■ PROBLEM TO WORK ON ■
Copy everything from the start of the entries down to the line containing "pixel 313 109", including that line. Leave the pictures out of your copy.

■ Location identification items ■
☆ ☆ ☆ ☆ ☆ ☆ ☆

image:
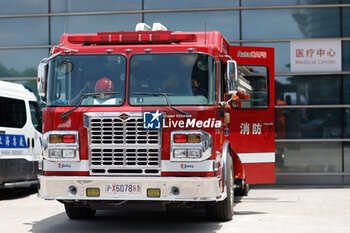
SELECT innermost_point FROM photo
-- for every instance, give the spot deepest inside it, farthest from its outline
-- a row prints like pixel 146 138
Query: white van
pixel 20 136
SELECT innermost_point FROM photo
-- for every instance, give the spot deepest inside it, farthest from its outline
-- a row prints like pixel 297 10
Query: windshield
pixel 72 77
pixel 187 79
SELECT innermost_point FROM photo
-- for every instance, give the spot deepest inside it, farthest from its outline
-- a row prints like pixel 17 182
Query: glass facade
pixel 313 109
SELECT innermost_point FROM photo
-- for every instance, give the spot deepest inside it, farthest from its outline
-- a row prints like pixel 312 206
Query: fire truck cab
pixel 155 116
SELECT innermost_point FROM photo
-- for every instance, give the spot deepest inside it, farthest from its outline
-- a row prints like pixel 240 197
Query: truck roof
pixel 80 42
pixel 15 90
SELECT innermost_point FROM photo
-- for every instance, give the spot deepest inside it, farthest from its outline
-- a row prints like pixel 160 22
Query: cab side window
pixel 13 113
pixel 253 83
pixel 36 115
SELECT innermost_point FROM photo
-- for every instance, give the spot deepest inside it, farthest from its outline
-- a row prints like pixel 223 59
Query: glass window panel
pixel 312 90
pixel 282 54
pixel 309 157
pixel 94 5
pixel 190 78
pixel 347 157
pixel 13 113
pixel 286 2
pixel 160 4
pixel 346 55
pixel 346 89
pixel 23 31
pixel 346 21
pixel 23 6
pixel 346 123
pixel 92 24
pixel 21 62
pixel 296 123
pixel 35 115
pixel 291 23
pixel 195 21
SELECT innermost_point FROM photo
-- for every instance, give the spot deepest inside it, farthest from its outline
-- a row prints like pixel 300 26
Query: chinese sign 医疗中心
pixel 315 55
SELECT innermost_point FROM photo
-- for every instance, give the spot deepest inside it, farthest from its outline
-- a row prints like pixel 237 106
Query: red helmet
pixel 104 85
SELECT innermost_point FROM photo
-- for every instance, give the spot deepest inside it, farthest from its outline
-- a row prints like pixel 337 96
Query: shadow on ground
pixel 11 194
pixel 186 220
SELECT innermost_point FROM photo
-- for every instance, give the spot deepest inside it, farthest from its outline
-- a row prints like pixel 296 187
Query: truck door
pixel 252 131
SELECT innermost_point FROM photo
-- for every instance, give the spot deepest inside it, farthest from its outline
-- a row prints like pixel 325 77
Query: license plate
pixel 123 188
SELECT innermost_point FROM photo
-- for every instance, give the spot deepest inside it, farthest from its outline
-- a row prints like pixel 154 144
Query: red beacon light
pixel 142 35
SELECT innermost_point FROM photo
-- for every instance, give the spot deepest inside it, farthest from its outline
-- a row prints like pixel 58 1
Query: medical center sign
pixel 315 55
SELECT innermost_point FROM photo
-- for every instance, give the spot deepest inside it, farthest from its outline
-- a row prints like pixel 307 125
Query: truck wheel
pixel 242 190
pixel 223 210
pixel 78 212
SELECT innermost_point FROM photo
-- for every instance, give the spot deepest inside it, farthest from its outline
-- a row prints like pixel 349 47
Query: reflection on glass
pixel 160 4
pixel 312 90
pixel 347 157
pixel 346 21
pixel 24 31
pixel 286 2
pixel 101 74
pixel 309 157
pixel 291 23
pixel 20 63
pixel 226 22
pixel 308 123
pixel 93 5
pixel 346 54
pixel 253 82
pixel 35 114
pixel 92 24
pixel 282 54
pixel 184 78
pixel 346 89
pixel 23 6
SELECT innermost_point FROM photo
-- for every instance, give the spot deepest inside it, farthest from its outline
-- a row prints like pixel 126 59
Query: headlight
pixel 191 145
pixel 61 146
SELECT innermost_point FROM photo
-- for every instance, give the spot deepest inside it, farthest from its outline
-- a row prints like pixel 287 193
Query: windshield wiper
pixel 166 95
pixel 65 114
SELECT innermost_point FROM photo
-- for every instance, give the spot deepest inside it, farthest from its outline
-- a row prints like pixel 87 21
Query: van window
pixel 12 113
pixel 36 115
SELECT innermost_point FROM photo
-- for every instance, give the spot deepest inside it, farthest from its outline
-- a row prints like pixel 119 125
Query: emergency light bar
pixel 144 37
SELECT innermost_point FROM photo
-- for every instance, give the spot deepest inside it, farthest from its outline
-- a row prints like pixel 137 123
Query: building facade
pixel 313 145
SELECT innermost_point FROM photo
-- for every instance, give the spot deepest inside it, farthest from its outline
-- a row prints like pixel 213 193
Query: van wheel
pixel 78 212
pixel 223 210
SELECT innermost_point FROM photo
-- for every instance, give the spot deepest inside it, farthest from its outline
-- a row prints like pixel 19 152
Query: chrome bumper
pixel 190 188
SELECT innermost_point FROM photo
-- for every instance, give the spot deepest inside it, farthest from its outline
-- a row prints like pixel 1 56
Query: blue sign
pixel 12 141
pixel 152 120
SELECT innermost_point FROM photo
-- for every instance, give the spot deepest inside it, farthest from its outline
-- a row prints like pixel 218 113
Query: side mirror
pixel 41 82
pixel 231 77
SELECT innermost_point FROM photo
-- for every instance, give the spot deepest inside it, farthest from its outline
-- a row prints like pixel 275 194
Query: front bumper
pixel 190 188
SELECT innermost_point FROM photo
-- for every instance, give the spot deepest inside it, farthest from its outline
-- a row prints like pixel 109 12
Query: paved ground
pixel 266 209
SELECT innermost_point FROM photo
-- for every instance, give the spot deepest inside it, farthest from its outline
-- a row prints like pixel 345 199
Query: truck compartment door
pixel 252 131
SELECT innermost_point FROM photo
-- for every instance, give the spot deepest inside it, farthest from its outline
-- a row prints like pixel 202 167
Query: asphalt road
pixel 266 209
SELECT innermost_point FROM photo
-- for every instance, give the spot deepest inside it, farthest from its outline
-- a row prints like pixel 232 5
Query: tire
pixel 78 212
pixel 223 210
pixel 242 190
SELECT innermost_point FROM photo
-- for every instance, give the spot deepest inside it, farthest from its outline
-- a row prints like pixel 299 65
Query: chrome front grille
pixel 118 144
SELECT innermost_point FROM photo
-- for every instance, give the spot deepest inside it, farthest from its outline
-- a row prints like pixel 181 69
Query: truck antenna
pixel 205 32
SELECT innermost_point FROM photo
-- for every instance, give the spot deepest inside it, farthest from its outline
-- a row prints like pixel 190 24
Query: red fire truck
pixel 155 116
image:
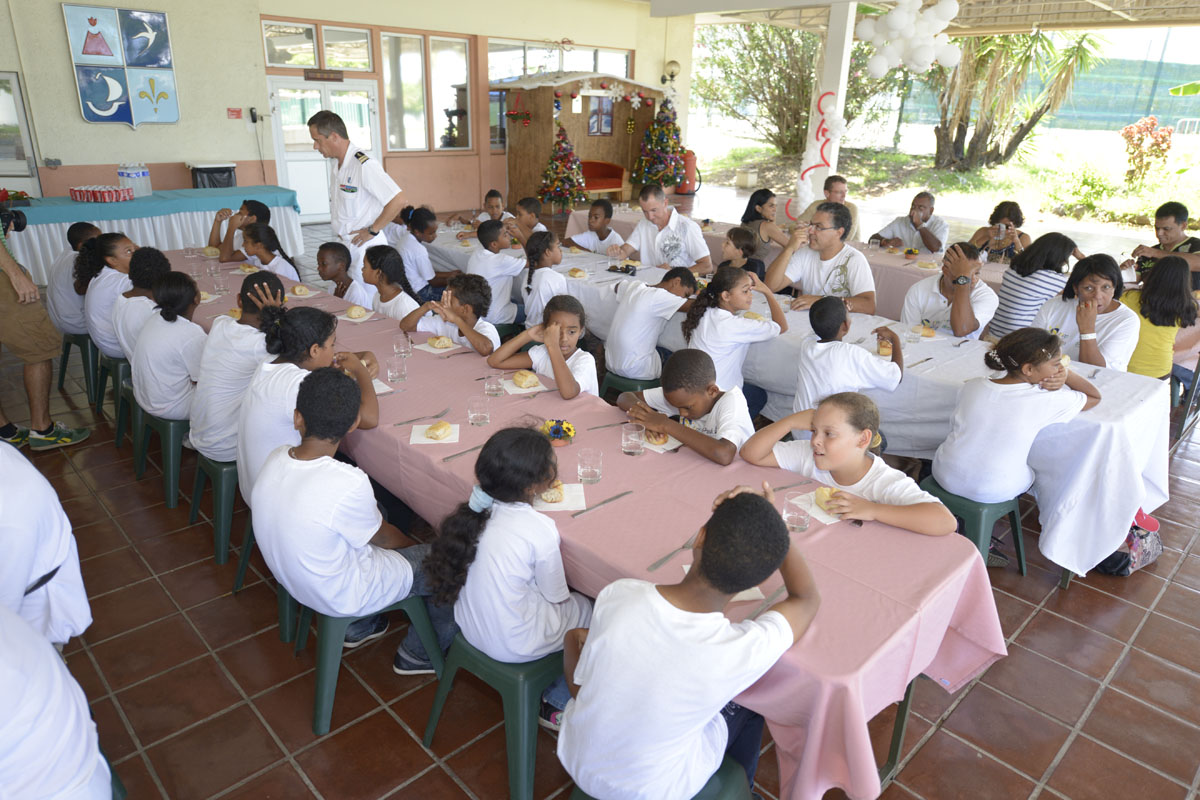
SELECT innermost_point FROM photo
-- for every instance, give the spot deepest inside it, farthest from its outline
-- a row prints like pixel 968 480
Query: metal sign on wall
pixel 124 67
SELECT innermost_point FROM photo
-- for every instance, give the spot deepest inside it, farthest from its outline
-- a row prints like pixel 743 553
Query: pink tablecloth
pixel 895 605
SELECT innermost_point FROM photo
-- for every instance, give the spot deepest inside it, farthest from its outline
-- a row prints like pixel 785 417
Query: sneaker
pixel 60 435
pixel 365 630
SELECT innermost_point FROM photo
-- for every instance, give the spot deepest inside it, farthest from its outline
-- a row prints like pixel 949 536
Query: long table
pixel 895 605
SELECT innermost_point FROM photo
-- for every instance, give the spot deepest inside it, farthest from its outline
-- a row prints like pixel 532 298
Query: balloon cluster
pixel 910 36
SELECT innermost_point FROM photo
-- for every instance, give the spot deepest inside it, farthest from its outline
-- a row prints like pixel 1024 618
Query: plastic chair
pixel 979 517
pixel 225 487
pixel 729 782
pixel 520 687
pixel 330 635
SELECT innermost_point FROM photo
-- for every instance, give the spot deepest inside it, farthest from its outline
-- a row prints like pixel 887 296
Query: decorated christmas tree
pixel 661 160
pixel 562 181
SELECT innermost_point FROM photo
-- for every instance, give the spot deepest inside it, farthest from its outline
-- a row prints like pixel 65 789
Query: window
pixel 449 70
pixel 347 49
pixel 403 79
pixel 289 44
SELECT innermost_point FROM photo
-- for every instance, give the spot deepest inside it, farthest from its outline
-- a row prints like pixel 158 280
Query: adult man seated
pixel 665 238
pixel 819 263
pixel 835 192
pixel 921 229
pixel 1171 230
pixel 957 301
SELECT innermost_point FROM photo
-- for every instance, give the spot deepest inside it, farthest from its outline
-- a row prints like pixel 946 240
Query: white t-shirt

☆ ☆ ☆ ☆ ☆ ☆ ☆

■ PROBLEM SOLUTION ■
image:
SELECT innermost_point FROM photo
-- for every instance, give the spot deepest inside it, farthest from its outline
-- a row prints like pixel 146 138
Query: white van
pixel 20 136
SELECT innermost_point FROM photo
-- for every instance, give the spot deepest inside it, farthest from its outline
-- a row prints like pixel 297 10
Query: windshield
pixel 72 77
pixel 187 79
SELECT innermost_point FROM photo
-- for every instance, give the spot deepest inside it, farthest from its outline
-- a row prints like pixel 17 182
Query: glass facade
pixel 313 109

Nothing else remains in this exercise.